— start TASK MATERIAL —
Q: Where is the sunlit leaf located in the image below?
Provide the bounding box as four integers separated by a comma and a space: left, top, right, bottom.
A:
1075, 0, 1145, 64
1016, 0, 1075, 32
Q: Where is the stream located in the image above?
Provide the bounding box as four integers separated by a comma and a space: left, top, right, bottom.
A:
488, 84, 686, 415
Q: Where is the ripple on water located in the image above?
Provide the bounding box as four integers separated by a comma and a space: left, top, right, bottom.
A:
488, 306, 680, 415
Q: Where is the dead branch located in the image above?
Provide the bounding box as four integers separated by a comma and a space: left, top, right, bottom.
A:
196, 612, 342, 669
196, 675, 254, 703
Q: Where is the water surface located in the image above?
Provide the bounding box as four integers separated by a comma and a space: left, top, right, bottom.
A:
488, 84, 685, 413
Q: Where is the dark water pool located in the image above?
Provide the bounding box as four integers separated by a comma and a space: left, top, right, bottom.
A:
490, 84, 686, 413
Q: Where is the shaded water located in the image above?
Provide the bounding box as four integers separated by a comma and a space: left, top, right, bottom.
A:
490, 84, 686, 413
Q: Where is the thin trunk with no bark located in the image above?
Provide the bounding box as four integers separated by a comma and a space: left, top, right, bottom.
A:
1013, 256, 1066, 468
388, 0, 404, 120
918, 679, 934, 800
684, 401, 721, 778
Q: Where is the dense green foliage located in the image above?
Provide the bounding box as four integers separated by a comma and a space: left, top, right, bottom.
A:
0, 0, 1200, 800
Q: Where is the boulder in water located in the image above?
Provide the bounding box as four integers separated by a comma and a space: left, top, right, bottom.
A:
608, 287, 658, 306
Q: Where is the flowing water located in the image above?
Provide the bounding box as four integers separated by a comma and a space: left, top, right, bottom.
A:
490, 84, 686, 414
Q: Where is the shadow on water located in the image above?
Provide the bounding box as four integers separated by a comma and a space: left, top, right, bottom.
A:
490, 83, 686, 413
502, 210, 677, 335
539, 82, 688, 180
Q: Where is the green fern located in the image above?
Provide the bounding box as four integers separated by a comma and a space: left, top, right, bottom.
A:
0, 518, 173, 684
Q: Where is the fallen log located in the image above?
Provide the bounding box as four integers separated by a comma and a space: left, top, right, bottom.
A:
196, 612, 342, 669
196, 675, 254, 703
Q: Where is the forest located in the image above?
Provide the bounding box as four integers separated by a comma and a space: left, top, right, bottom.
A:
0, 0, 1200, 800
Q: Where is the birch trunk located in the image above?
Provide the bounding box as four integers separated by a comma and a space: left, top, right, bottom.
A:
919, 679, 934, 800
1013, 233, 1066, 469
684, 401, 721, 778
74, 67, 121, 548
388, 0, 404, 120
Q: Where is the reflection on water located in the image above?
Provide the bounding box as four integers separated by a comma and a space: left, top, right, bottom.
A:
— end TASK MATERIAL —
BRIEF: Which lines of the material contain the string "trunk"? List each such line in full, and treat uppercase and lowercase letters as different.

FINISHED TASK:
Q: Where is the thin trunk with no bark located in the image above?
Q: Where is the birch trunk located in the image above?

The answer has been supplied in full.